**DOCUMENT EXTRACT**
----

Shares of McDonald's fell almost 13% to a seven-year low, as investors were unimpressed with company plans to boost flagging sales. The stock was the most active issue on the New York Stock Exchange.

McDonald's also said it would cut back on new openings -- a possible brake on future growth -- to help finance the overhaul of some of its restaurants. It also plans to pare the amount of shares it buys back to about $500 million next year, or less than half the $1.1 billion it spent in 2001.

"Growth expectations for this company have been unrealistic for several years, and management is gradually and reluctantly resetting expectations for investors," said U.S. Bancorp Piper Jaffray analyst Allan Hickok.

"In the long term, the outlook is that this is a large, mature company whose earnings growth rate is likely to be in the low to mid-single digits range. McDonald's is a great company, but not a growth company."

McDonald's said it would invest between $300 million to $400 million to remodel some of its restaurants starting next year, part of a strategy to drive U.S. sales it announced earlier this month.

----

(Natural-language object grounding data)
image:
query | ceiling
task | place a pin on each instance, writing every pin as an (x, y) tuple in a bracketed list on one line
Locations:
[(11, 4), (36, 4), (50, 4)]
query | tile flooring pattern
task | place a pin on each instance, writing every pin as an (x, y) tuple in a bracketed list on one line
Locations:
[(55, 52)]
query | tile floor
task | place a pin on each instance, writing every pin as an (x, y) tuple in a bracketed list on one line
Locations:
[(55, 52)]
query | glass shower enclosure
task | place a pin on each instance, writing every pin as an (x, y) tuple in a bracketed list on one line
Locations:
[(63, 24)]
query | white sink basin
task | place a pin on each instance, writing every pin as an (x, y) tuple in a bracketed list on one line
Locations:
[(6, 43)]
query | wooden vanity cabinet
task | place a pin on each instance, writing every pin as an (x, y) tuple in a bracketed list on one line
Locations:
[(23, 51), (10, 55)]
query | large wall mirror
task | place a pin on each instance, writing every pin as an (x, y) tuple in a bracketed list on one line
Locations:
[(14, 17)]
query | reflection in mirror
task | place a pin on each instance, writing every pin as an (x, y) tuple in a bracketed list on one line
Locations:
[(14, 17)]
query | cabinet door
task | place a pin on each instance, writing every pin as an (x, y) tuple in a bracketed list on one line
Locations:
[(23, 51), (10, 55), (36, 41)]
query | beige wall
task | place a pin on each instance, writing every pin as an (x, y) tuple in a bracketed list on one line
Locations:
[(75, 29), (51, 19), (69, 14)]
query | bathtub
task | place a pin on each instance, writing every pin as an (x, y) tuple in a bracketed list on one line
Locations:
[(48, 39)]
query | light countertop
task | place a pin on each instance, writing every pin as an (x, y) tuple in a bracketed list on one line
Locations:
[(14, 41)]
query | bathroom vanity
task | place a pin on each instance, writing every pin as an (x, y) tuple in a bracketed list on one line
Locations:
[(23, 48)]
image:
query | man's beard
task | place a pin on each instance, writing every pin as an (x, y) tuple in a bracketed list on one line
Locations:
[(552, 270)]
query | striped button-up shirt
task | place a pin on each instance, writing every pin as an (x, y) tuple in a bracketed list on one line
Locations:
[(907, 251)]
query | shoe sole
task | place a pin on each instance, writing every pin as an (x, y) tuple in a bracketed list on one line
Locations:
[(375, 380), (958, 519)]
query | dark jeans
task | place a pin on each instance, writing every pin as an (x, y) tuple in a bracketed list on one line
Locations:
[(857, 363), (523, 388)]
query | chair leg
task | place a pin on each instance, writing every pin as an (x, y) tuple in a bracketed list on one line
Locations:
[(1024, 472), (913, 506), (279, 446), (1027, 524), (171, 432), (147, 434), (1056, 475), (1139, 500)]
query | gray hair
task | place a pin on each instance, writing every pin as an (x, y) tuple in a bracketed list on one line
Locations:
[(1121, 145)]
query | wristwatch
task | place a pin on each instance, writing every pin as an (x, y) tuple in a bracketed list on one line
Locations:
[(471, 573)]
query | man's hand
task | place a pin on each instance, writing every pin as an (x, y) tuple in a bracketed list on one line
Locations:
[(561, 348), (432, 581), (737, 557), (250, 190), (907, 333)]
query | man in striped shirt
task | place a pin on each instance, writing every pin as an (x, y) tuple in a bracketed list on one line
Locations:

----

**EXERCISE INSTRUCTIONS**
[a] Do these statements agree with the McDonald's article? Answer yes or no for each, and quote the words from the article that decide it. (i) McDonald's shares dropped almost 13% to a seven-year low. (ii) McDonald's plans to open more new restaurants. (iii) McDonald's spent $1.1 billion buying back shares in 2001.
[b] Retype the part of the McDonald's article between "McDonald's said it" and "earlier this month.", inclusive.
The listing is separate from the McDonald's article.

**ANSWERS BELOW**
[a]
(i) Yes: "Shares of McDonald's fell almost 13% to a seven-year low"
(ii) No: "McDonald's also said it would cut back on new openings"
(iii) Yes: "the $1.1 billion it spent in 2001"

[b]
McDonald's said it would invest between $300 million to $400 million to remodel some of its restaurants starting next year, part of a strategy to drive U.S. sales it announced earlier this month.